Please quote the records below word for word, from the line containing "Question: Locate the window sill" through the end of the records, and nothing else.

* _Input data_
+++
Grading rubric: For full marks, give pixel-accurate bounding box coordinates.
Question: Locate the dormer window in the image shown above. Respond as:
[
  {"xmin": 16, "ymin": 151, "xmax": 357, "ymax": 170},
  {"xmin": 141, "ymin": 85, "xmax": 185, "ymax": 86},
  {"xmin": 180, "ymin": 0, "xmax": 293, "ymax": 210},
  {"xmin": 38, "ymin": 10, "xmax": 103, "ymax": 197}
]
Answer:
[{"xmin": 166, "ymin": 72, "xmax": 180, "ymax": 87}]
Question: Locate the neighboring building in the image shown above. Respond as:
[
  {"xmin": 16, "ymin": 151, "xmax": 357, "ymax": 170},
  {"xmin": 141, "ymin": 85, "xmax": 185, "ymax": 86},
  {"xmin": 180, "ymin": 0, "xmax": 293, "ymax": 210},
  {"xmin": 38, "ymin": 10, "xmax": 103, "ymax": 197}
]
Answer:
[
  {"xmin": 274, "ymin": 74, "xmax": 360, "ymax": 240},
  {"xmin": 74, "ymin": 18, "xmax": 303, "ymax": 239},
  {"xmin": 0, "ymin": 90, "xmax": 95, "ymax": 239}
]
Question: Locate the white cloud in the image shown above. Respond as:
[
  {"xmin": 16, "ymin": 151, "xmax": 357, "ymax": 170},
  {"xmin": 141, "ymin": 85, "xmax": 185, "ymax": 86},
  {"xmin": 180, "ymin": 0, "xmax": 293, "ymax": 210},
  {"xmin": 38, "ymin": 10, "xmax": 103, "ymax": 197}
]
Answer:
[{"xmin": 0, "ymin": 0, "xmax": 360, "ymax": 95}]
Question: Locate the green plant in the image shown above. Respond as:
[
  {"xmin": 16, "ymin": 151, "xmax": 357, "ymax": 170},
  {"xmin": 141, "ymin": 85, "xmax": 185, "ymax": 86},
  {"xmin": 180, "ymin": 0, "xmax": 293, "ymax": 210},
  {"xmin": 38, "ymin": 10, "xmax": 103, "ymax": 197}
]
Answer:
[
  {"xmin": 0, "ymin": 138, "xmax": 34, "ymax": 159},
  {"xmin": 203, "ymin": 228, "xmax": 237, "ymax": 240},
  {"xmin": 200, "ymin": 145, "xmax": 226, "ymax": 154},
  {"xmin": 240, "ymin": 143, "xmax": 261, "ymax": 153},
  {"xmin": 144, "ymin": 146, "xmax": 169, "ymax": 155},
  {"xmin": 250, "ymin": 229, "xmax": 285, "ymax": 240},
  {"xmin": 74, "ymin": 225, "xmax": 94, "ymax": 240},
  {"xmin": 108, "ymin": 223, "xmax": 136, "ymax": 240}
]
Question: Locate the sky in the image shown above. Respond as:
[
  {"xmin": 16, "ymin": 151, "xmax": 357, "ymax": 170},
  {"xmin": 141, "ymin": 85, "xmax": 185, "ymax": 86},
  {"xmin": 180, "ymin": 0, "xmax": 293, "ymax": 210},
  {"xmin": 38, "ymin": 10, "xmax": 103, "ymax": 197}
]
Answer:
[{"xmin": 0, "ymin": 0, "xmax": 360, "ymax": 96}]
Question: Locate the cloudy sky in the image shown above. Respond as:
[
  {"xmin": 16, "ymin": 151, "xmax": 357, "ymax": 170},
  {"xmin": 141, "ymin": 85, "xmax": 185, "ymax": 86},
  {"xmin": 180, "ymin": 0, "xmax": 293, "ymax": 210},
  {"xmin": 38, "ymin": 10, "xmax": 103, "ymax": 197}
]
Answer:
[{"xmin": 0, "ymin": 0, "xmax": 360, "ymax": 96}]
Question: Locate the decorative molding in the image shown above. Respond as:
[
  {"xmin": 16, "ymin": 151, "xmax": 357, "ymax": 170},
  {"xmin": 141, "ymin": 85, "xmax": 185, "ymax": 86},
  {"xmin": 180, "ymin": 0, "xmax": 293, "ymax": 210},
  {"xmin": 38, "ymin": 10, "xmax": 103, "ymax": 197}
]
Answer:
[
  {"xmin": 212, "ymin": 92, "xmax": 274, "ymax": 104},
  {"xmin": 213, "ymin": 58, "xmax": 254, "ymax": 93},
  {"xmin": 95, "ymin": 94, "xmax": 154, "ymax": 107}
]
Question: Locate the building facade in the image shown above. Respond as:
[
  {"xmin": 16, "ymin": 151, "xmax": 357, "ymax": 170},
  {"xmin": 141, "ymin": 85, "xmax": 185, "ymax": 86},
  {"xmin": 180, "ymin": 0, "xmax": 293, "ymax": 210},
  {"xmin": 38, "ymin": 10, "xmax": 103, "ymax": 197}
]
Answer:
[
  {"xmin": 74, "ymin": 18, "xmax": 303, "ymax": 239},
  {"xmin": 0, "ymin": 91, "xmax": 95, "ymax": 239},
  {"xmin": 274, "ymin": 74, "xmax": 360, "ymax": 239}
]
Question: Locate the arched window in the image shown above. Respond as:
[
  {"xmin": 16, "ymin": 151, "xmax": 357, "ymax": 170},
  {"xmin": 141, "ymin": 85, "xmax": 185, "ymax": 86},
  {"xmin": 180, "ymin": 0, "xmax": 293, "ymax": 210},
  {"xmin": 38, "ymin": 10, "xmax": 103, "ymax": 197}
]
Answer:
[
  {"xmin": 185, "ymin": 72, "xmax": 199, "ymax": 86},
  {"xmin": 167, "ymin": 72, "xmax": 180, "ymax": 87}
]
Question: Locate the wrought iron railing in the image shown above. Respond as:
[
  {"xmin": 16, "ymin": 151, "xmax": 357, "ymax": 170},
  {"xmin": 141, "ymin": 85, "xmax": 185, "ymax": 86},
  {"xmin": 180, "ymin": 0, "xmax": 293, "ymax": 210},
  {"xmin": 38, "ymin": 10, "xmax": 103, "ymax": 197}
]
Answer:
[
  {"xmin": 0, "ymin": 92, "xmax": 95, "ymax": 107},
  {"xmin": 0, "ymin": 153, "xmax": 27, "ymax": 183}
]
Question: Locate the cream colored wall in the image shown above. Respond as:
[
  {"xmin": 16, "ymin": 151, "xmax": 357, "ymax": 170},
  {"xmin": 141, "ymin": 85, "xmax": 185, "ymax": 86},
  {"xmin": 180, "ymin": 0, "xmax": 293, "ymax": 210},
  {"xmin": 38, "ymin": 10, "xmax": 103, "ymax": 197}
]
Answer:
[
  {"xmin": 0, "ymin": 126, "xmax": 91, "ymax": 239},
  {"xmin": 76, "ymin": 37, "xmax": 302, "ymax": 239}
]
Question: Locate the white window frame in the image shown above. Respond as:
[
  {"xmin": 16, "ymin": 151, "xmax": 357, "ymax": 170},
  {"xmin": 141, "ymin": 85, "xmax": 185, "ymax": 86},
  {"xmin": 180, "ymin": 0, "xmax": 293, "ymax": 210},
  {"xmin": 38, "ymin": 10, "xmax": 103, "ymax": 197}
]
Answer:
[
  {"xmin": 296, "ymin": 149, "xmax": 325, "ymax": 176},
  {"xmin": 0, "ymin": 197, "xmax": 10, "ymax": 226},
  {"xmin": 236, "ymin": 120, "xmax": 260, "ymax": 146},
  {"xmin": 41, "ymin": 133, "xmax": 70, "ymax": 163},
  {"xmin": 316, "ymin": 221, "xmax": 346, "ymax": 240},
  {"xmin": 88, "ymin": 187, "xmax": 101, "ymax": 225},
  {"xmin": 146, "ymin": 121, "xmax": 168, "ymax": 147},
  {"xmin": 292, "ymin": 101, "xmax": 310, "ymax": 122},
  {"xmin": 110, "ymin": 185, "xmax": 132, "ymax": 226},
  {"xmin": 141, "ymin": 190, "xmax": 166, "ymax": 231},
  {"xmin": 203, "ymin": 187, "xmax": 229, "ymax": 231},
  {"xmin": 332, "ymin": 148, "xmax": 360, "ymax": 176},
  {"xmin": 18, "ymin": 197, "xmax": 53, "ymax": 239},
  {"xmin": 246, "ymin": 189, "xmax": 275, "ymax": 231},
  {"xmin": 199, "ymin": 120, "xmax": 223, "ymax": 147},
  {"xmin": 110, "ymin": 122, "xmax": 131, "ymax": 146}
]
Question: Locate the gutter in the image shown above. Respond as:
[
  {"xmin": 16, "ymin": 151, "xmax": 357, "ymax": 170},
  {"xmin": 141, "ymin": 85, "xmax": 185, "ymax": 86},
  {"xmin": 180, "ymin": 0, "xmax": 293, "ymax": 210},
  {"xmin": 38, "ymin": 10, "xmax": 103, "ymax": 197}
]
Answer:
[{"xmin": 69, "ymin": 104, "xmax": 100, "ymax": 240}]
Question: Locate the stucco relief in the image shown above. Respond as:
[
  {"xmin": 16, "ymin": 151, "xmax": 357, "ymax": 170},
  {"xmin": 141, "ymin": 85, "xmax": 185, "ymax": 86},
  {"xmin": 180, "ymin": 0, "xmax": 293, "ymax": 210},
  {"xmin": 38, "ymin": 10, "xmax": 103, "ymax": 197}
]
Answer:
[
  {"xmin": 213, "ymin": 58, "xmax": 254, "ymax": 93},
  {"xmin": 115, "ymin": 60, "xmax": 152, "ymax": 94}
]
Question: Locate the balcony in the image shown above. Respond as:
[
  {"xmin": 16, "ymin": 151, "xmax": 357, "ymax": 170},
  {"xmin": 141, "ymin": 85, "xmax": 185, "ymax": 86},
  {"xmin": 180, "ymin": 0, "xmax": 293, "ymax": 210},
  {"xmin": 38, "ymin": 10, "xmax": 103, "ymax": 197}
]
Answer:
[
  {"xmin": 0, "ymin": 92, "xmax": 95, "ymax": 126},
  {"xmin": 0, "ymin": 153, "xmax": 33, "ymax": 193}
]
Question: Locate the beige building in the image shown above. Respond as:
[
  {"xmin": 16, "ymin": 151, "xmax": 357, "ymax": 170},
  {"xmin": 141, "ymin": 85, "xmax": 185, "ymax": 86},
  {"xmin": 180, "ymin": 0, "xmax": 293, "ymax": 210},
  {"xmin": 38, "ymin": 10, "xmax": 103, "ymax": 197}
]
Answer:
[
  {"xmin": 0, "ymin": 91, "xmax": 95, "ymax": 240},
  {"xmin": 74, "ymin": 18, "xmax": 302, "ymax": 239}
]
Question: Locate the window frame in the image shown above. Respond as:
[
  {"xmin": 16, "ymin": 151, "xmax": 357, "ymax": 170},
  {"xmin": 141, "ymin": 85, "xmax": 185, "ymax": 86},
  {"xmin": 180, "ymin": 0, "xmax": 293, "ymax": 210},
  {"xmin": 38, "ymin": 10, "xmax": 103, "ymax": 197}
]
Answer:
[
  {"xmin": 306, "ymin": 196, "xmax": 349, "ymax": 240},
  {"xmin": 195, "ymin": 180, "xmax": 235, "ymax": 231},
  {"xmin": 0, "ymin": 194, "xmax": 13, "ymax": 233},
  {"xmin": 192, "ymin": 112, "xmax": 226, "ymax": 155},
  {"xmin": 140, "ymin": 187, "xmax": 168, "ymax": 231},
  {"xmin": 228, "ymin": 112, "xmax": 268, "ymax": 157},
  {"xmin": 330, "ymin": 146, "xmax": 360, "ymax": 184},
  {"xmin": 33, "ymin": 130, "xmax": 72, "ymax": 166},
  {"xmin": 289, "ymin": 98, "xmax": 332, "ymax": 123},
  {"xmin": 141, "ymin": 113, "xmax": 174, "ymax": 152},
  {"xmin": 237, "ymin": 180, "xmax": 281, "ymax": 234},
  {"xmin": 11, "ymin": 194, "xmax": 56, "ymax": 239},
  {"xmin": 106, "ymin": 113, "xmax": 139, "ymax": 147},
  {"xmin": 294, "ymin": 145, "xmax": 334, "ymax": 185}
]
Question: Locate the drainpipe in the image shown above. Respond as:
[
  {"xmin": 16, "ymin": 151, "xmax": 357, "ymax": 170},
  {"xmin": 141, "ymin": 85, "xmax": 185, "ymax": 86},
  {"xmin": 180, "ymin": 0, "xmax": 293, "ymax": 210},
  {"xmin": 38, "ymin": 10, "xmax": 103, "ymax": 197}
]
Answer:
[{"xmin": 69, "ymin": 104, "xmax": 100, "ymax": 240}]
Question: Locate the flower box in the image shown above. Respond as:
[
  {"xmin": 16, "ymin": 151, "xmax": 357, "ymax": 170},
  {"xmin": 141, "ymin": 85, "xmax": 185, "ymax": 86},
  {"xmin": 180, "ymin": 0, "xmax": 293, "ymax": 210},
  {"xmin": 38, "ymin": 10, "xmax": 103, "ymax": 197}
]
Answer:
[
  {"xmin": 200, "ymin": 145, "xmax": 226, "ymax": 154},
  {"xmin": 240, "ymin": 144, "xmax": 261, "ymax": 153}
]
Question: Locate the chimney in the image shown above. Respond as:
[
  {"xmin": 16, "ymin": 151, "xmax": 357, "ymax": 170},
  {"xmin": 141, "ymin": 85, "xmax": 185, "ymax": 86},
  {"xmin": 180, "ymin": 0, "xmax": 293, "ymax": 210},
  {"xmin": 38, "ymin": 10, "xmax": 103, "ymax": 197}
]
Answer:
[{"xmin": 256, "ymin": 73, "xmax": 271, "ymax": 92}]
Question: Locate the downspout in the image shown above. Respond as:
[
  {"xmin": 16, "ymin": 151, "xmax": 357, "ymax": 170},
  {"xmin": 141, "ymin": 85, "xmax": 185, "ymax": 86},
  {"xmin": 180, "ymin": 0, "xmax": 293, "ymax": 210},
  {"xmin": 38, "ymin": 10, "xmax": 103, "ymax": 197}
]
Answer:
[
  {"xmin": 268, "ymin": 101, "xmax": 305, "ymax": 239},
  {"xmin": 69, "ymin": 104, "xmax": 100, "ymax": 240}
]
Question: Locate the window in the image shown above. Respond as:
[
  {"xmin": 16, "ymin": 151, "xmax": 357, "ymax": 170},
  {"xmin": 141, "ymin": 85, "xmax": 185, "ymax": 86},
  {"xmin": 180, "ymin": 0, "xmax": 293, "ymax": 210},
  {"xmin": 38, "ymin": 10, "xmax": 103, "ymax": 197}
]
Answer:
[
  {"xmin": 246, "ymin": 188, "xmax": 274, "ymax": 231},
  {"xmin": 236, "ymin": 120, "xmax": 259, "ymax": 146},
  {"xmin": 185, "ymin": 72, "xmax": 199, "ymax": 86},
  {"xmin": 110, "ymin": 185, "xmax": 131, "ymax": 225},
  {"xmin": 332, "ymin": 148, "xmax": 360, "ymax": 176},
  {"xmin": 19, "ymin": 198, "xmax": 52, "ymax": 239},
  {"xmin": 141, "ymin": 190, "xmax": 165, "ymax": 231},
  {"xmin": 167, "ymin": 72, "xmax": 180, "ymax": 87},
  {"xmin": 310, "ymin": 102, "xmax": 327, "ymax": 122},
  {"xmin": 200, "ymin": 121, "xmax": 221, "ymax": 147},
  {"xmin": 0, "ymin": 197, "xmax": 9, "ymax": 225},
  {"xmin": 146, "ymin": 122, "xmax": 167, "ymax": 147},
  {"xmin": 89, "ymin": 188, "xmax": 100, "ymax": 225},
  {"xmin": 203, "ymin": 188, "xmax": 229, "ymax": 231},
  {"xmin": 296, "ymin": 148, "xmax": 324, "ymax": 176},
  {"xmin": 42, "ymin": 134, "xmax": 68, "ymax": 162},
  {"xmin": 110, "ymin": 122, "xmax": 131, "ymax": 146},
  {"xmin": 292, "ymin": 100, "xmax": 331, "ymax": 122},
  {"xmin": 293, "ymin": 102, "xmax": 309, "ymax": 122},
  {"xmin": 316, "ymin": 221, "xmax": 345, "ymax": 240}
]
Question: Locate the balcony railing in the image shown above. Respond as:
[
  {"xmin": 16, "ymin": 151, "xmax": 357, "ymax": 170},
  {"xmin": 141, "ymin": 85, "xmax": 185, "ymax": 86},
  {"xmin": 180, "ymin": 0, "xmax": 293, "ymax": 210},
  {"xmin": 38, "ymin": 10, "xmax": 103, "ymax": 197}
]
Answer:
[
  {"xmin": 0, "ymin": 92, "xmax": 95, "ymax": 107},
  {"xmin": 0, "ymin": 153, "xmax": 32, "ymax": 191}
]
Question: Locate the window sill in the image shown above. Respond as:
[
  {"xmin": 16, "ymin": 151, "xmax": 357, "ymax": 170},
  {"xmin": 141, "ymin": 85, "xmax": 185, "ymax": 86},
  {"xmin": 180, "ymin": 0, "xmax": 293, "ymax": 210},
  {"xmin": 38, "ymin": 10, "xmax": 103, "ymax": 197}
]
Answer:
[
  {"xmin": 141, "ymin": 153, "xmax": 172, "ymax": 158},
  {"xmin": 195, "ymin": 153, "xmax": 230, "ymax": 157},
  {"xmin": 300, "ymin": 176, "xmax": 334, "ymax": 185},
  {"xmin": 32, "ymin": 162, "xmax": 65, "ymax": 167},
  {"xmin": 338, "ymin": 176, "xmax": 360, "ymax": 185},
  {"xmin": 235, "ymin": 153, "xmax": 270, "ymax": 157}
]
+++
* _Full solution_
Question: Locate the window sill in the image shown above. Respond as:
[
  {"xmin": 16, "ymin": 151, "xmax": 357, "ymax": 170},
  {"xmin": 141, "ymin": 85, "xmax": 185, "ymax": 86},
  {"xmin": 180, "ymin": 0, "xmax": 293, "ymax": 210},
  {"xmin": 38, "ymin": 10, "xmax": 103, "ymax": 197}
]
Answer:
[
  {"xmin": 141, "ymin": 153, "xmax": 172, "ymax": 158},
  {"xmin": 195, "ymin": 153, "xmax": 230, "ymax": 157},
  {"xmin": 300, "ymin": 176, "xmax": 334, "ymax": 185},
  {"xmin": 32, "ymin": 162, "xmax": 65, "ymax": 167},
  {"xmin": 338, "ymin": 176, "xmax": 360, "ymax": 185},
  {"xmin": 235, "ymin": 153, "xmax": 270, "ymax": 157}
]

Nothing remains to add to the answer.